Stock Market Today — Dow Loses 903 Points, S&P 500 Cracks 6,734 and Breaks December Support, Nasdaq Hits 22,458 as February NFP Sheds 92,000 Jobs

Stock Market Today — Dow Loses 903 Points, S&P 500 Cracks 6,734 and Breaks December Support, Nasdaq Hits 22,458 as February NFP Sheds 92,000 Jobs

S&P 500 breaks December support at 6,778 closing at 6,734.63, Nasdaq drops to 22,458.69, VIX spikes to 28, Marvell (MRVL) +15% on AI earnings beat, Gap (GAP) -10%, OXY +3.3% | That's TradingNEWS

TradingNEWS Archive 3/6/2026 12:00:33 PM
Stocks Markets XOM MRVL COST CVX

Stock Market Today — Dow Jones Plunges 903 Points, S&P 500 and Nasdaq Each Down 1.6%, February NFP Sheds 92,000 Jobs, Brent Crude Tops $91, and Marvell Technology Surges 15% While Gap Collapses 10%

Friday, March 6, 2026 delivered the kind of session where every risk model breaks simultaneously. The Dow Jones Industrial Average lost 903 points or 1.9%, closing at 47,096.94. The S&P 500 fell 96.08 points or 1.6% to 6,734.63. The Nasdaq Composite dropped 290.30 points or 1.6% to 22,458.69. The Russell 2000 shed 60.53 points to 2,525.04. For the week, the S&P 500 is on pace to lose more than 2%, the Dow has fallen nearly 3% — its worst weekly performance since October — and the Nasdaq is tracking more than 1% lower. Two simultaneous shocks hit markets within the same morning window: a February jobs report that was not just a miss but a complete collapse, and an oil market that is now pricing a scenario where the Strait of Hormuz stays closed long enough to destroy global growth.

▸ Requirement:
Decide whether each statement agrees with the market report, giving yes or no and quoting the words from the report that settle it: (a) The Dow Jones Industrial Average closed at 47,096.94. (b) The Russell 2000 gained 60.53 points. (c) The Dow's weekly decline is its worst since October.

▸ Provided material:
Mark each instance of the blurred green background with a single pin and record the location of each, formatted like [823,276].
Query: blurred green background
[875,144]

--

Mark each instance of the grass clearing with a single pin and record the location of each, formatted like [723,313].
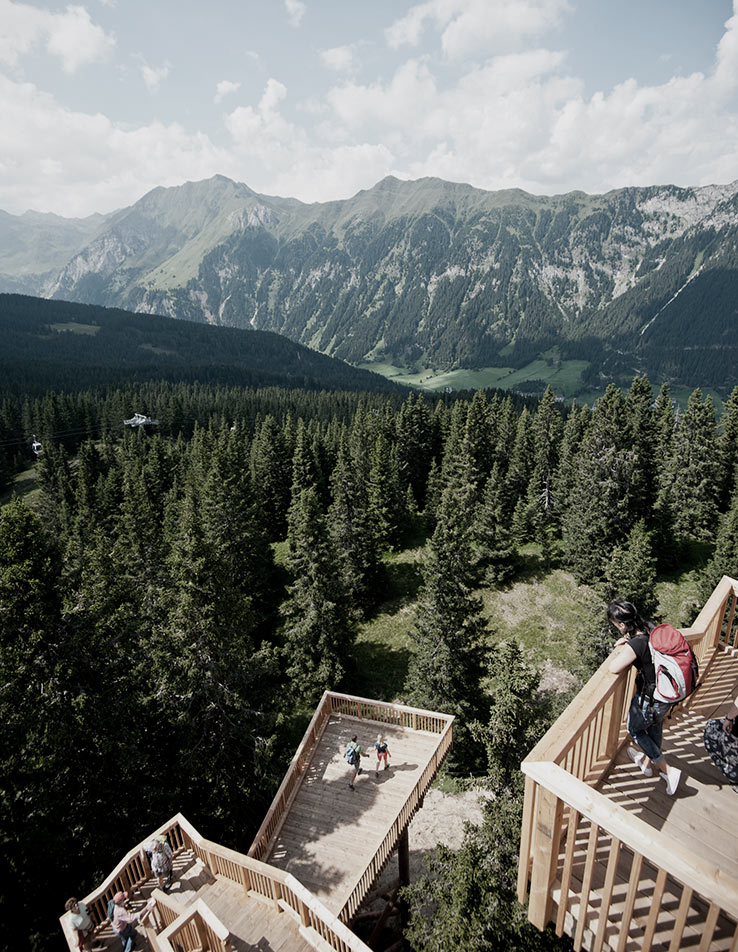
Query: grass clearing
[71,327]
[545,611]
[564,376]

▸ Result below:
(a) Yes: "The Dow Jones Industrial Average lost 903 points or 1.9%, closing at 47,096.94."
(b) No: "The Russell 2000 shed 60.53 points to 2,525.04."
(c) Yes: "the Dow has fallen nearly 3% — its worst weekly performance since October"